__Exercise directions__
Only the lines from the one with "Spot the stack" onward are wanted, through the last line of the entries, set down exactly.

__Given data__
------------------------

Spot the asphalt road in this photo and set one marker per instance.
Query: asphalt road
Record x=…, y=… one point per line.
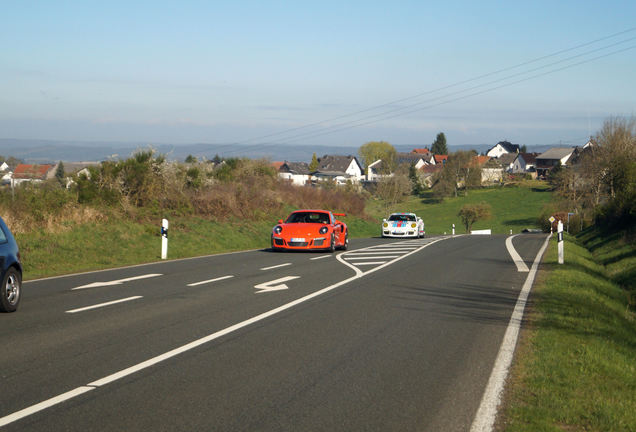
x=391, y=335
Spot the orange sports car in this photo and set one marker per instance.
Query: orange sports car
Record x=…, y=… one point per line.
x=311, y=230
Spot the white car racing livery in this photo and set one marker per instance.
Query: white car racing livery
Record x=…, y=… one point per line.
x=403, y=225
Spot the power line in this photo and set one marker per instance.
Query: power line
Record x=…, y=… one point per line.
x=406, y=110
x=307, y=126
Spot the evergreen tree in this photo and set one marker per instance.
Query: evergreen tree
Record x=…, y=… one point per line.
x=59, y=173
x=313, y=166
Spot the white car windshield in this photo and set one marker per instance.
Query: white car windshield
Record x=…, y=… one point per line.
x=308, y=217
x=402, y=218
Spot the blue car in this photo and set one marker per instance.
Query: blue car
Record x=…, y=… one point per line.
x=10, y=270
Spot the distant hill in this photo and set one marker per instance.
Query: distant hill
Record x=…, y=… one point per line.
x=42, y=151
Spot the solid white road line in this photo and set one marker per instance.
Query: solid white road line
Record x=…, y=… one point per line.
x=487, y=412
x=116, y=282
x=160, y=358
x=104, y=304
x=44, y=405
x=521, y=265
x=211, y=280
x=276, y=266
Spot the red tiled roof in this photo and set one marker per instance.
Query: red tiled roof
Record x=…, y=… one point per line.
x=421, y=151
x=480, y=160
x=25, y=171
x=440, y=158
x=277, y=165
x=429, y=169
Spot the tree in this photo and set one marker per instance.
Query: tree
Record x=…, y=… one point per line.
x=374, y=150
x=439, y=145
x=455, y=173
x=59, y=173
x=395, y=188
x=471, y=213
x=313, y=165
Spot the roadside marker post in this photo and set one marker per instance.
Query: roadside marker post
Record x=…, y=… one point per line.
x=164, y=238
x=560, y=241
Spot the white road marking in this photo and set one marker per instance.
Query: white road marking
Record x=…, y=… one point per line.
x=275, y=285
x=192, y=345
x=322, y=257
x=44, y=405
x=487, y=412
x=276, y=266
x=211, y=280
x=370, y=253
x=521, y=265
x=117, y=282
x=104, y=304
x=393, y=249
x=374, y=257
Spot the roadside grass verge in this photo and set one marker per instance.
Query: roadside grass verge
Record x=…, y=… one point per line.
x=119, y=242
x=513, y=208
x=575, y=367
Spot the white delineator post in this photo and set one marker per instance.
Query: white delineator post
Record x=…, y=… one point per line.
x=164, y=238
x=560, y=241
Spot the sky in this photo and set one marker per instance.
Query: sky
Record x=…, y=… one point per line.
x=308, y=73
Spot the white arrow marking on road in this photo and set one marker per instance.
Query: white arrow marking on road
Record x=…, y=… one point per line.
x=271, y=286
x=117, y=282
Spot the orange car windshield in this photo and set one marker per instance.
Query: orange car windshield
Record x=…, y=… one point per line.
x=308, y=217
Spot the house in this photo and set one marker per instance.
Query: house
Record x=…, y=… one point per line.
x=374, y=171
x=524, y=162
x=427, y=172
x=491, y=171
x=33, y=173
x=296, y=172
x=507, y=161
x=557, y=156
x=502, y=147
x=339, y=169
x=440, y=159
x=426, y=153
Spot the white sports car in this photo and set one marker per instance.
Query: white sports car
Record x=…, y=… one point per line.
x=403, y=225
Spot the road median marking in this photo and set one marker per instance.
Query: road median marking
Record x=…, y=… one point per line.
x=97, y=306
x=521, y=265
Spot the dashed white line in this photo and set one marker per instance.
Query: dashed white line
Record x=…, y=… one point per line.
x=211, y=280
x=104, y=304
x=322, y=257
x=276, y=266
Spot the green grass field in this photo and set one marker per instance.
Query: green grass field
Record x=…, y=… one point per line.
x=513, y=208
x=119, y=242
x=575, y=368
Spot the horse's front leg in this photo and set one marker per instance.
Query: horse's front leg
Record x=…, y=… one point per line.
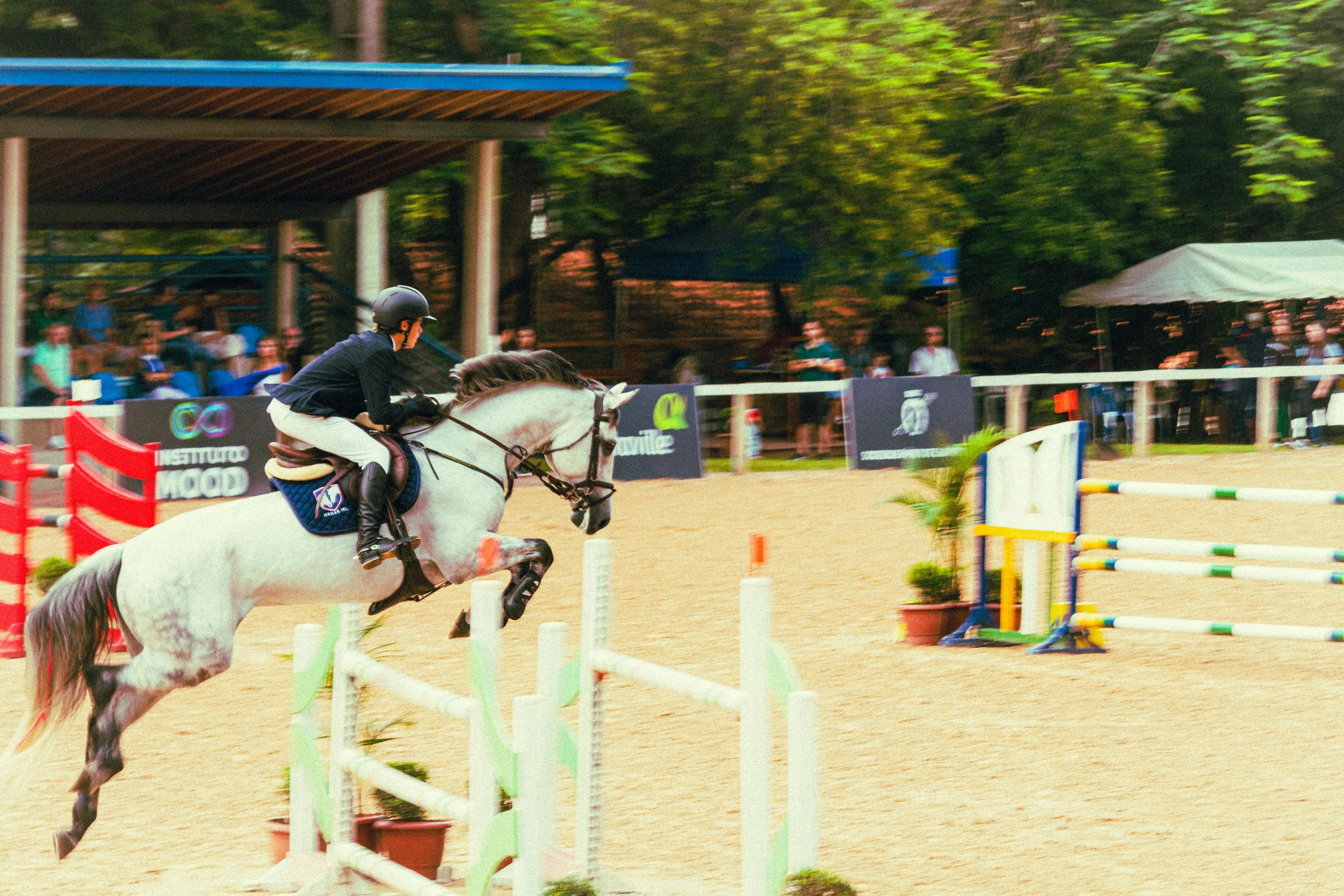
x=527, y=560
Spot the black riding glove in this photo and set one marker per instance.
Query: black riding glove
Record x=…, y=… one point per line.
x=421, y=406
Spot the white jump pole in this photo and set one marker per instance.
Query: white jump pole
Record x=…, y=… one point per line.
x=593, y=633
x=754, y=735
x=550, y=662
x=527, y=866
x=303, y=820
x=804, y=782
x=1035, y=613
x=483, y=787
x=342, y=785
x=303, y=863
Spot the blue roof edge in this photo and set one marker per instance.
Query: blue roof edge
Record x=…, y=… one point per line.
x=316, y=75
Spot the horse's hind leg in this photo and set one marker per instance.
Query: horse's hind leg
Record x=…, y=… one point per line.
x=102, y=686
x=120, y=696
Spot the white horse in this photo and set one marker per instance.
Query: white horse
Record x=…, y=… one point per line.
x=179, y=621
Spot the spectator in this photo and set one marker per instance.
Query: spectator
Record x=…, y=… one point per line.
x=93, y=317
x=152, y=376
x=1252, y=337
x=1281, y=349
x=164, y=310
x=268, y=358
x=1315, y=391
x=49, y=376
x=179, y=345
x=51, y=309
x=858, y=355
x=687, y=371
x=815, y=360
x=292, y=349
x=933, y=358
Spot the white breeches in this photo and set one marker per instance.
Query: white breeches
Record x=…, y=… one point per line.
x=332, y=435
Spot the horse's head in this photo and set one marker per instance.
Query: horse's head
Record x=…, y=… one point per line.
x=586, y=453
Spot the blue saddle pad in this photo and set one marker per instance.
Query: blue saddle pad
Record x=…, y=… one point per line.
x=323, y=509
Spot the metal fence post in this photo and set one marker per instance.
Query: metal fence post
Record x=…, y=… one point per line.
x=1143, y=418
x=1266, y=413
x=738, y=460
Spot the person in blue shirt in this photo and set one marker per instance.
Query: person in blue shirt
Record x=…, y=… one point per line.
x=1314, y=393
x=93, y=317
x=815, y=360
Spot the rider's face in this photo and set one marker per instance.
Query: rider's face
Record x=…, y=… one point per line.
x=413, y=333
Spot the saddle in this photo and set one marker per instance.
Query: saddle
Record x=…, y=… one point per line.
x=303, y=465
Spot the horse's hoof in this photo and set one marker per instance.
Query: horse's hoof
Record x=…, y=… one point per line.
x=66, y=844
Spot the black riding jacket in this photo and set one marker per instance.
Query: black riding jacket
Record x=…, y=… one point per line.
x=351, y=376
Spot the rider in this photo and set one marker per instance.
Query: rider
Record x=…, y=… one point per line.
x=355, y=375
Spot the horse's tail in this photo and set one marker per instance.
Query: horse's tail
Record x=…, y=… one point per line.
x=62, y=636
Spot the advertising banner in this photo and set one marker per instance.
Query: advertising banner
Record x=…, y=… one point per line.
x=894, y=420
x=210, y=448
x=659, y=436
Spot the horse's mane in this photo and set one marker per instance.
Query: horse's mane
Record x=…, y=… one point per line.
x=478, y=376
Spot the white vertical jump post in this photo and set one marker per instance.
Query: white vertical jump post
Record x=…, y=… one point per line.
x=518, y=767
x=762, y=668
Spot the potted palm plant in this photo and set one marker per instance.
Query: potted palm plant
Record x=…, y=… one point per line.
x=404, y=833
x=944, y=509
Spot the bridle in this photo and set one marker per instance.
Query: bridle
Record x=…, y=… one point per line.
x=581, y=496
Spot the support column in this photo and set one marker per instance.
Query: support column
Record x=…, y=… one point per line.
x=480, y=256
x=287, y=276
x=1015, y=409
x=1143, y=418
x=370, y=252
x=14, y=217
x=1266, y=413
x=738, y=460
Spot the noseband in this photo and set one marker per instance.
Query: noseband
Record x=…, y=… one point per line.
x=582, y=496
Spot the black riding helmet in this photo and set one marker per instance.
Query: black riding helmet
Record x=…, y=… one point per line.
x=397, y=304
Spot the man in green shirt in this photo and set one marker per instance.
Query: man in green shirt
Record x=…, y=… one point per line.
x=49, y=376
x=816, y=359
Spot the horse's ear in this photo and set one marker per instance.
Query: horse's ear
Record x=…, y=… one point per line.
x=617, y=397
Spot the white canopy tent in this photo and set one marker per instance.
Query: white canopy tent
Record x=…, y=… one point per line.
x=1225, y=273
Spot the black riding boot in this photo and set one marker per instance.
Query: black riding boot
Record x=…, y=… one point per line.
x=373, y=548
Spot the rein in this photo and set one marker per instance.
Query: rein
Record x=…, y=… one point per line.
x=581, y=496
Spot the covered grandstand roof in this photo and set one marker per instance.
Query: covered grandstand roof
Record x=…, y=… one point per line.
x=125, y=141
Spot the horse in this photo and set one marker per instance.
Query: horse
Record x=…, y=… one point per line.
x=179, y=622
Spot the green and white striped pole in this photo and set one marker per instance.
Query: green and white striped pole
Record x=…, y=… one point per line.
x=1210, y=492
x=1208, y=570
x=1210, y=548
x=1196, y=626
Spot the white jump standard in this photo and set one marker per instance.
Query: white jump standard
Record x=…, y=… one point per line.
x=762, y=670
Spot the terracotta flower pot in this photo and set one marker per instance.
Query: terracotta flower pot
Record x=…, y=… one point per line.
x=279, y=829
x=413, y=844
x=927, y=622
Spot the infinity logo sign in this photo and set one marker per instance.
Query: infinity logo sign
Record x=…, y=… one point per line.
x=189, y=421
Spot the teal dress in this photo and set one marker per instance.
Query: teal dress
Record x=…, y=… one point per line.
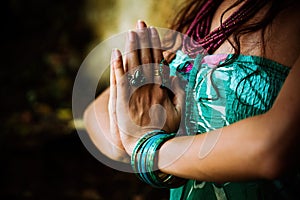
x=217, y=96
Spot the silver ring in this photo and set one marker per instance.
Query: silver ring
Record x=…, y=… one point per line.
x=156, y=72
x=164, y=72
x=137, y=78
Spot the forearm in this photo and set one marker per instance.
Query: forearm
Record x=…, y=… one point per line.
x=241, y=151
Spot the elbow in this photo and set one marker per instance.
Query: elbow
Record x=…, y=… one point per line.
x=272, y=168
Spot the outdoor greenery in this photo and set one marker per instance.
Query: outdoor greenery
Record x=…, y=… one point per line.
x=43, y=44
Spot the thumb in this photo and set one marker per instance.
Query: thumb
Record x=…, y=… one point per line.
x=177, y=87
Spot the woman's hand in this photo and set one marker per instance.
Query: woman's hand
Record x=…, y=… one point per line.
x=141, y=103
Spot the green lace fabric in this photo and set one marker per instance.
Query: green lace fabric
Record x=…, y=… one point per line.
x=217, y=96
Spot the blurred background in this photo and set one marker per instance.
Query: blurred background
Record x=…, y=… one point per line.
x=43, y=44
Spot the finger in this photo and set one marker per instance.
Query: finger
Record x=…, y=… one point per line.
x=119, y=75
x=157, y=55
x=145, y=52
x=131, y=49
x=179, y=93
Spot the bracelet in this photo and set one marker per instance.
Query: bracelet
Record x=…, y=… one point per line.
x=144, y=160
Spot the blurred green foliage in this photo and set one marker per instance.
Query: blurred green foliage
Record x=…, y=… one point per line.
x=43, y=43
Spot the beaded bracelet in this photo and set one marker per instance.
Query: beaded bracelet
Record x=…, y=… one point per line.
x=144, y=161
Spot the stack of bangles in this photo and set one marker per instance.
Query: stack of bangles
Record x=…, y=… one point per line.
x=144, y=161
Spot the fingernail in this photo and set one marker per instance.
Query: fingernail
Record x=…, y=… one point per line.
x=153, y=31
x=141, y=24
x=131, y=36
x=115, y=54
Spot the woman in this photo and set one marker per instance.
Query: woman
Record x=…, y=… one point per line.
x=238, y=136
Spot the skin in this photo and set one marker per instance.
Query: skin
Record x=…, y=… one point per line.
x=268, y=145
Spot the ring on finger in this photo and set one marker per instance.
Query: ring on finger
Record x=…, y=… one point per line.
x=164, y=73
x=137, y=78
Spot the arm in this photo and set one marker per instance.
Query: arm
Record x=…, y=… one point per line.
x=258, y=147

------------------------

__Exercise output__
Spot the stack of bangles in this photo and set one marker per instance.
Query: stack of bangles
Record x=…, y=… one point per line.
x=144, y=161
Spot the fingernail in this photo and set one marker per instance.
Query: fingernail
Record x=…, y=… one point per line.
x=153, y=31
x=141, y=24
x=131, y=36
x=115, y=54
Spot the woman in this photo and set one marker per instance.
Query: woman
Record x=…, y=… one point per line.
x=238, y=136
Spot the skin in this photo and set one marker per instance.
Query: skin
Record x=…, y=… one point per line.
x=268, y=145
Spot the ring on finger in this photo and set one marker per instance.
Query: ring on finger
Record x=…, y=… one point per line.
x=164, y=73
x=137, y=78
Spot the arm in this photo and set one marker per instance.
Query: arm
Record x=…, y=… one point per line.
x=258, y=147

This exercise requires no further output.